Assigned task | The records below should be written out again, exactly.

Source records |
== Segment start ==

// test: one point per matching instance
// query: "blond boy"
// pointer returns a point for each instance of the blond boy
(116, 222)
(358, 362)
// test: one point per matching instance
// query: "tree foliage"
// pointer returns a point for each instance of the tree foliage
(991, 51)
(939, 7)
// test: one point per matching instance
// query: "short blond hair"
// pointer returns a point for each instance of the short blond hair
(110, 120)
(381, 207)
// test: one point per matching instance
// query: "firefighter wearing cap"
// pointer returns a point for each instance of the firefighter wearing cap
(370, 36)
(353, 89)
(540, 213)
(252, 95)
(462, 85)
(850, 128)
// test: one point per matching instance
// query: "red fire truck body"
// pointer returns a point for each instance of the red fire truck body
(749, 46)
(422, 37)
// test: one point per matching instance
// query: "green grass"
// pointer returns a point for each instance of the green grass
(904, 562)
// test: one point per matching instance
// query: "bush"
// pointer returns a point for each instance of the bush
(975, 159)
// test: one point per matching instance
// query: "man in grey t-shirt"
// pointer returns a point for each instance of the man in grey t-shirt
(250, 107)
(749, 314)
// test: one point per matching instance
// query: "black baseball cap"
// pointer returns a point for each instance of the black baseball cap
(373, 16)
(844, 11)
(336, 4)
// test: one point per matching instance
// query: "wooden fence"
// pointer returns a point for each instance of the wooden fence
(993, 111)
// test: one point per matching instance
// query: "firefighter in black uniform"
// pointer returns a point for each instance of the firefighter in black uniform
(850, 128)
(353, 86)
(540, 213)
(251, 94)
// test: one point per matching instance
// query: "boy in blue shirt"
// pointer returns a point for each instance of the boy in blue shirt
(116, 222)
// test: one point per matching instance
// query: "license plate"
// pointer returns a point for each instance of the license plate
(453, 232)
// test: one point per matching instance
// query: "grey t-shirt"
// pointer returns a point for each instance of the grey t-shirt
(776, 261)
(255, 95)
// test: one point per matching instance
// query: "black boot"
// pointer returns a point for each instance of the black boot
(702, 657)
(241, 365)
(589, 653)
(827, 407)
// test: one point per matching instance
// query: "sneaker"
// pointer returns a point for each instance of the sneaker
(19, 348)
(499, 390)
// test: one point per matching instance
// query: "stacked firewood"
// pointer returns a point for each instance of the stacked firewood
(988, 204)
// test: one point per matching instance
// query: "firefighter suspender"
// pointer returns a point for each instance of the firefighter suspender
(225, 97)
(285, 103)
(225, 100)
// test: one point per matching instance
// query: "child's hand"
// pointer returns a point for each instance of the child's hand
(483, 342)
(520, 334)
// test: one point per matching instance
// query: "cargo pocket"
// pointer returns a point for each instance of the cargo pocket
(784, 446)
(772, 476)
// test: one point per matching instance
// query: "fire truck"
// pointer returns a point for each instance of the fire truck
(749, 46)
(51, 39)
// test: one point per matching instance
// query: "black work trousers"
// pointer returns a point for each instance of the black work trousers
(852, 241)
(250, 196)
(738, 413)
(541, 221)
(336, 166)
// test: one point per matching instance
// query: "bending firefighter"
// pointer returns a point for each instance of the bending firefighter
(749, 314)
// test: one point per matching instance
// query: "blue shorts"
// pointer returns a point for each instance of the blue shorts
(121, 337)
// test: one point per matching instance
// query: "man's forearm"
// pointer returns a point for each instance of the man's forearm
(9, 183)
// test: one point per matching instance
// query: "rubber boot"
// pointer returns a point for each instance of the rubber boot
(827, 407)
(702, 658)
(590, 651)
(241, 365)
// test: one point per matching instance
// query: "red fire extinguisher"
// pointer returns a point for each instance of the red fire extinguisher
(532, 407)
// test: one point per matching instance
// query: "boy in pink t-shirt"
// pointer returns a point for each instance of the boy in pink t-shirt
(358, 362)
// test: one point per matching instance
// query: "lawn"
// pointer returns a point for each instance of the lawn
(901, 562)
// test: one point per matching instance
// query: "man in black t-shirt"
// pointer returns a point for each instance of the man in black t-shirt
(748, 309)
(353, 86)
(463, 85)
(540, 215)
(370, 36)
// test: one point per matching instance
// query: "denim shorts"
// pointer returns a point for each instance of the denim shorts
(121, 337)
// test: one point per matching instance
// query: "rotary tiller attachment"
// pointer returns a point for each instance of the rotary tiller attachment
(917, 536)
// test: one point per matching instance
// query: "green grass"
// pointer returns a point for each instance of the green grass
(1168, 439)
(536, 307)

== Segment end ==

Answer section |
// test: one point per matching instance
// query: "blond boy"
// pointer returns a point for each instance of the blond boy
(116, 222)
(358, 362)
// test: one point per matching instance
// query: "tree foliage"
// pointer returns a point for each instance of the tree foliage
(991, 51)
(939, 7)
// test: one point per matching instance
// query: "short blond hair"
// pointer returns a point for each instance of the short blond hair
(110, 120)
(381, 207)
// test: one point per matching instance
// query: "firefighter wearing cap"
// pointer returns a point for each instance of the firefighter wearing cap
(370, 36)
(353, 89)
(540, 213)
(252, 95)
(462, 85)
(850, 128)
// test: one point per matching instance
// query: "red fire truck body"
// pointer returns a point for each instance of the red fire truck body
(749, 46)
(422, 37)
// test: one point per matching instance
// query: "green grass"
// pointer returns a point for each instance of the green grass
(904, 562)
// test: one point per matching instance
// query: "bush"
// pointer returns a point for each instance of the bush
(975, 159)
// test: one point per matching instance
// query: "man in grey t-shirt"
// pointer returns a point for each instance of the man in grey t-shirt
(250, 107)
(749, 314)
// test: one point per matching instance
// query: "black baseball cap"
// pointer returns a point for each instance of the black baseball cap
(373, 16)
(844, 11)
(336, 4)
// test: one point per matching instance
// query: "wooden fence"
// pointer returns a point for each instance of the wooden fence
(993, 111)
// test: one point per matching instance
// query: "firefighter in black uniform"
// pointer returns a point for each instance of the firefighter in black uniform
(850, 128)
(353, 86)
(540, 213)
(251, 94)
// test: one point per matching instance
// query: "boy in blue shirt"
// pointer returns a point for each instance of the boy in blue shirt
(116, 222)
// test: one point per matching instance
// query: "license plate"
// pointer returns a point for each instance of the license plate
(453, 232)
// test: one point per matching instance
// query: "grey t-shirt"
// pointer returns a point for each instance of the grey t-shirt
(776, 261)
(255, 95)
// test: one point per matching instance
// query: "black boot"
// pointer returns a point for each instance of the black boot
(702, 657)
(241, 365)
(589, 653)
(827, 407)
// test: one point per matching instance
// query: "sneaker"
// pointer returns a point for each instance of the sneaker
(19, 348)
(499, 390)
// test: one point per matching instance
// query: "stacked firewood"
// pointer returns a point for each instance of the stacked firewood
(988, 204)
// test: one point per matching instance
// query: "firefighter suspender"
// pointer returns a point for each instance of the firefighter suspender
(225, 97)
(285, 103)
(225, 100)
// test: one point per matching instance
// query: "child's hand"
// pointer returns a point for each instance of the child's hand
(483, 342)
(520, 334)
// test: one point per matching instance
// query: "cargo pocket"
// pointer returns a point for each instance of the cargo pocket
(784, 446)
(772, 476)
// test: one point per matching instance
// query: "fire truck"
// pointer returns a point for each instance of the fire truck
(749, 46)
(51, 39)
// test: one point per matching instance
// query: "black work trousers"
// pointer returns a point for each instance of the black work trousers
(852, 241)
(250, 196)
(738, 413)
(541, 221)
(336, 166)
// test: one point per matching instance
// query: "bending firefighter"
// pointer returns a point for each instance of the bending firefighter
(749, 314)
// test: one point per matching instance
// query: "blue shorts"
// pointer returns a point for each instance of the blue shorts
(121, 337)
// test: one point per matching instance
// query: "man's forearm"
// pointer returns a point for each instance of the man's forearm
(9, 183)
// test: one point per matching instance
// query: "rubber boot"
// pointer returns a point for each instance of the rubber boot
(827, 407)
(702, 658)
(590, 651)
(241, 365)
// test: one point per matching instance
// query: "red fire extinguisher"
// pointer returns a point for each instance of the red fire extinguisher
(532, 407)
// test: one point per matching instance
// query: "boy in pink t-shirt"
// pointer returns a point for each instance of the boy in pink t-shirt
(358, 362)
// test: one point per matching instance
// query: "lawn"
// pointer returns a point for each instance of the lawn
(901, 562)
// test: one point per matching instance
// query: "man in black t-shirt"
// pointer returns a point for each instance of the man in black t-shirt
(748, 309)
(353, 86)
(463, 85)
(540, 215)
(370, 36)
// test: one point per matching instance
// query: "denim shorts"
// pointer returns a point for each instance of the denim shorts
(121, 337)
// test: one point per matching instance
// query: "rotary tiller attachment"
// pointer returns a point for each instance of the rotary tiller attachment
(917, 536)
// test: one point per matching instance
// query: "green grass"
// pointer returns a point for each instance of the green grass
(1168, 439)
(536, 307)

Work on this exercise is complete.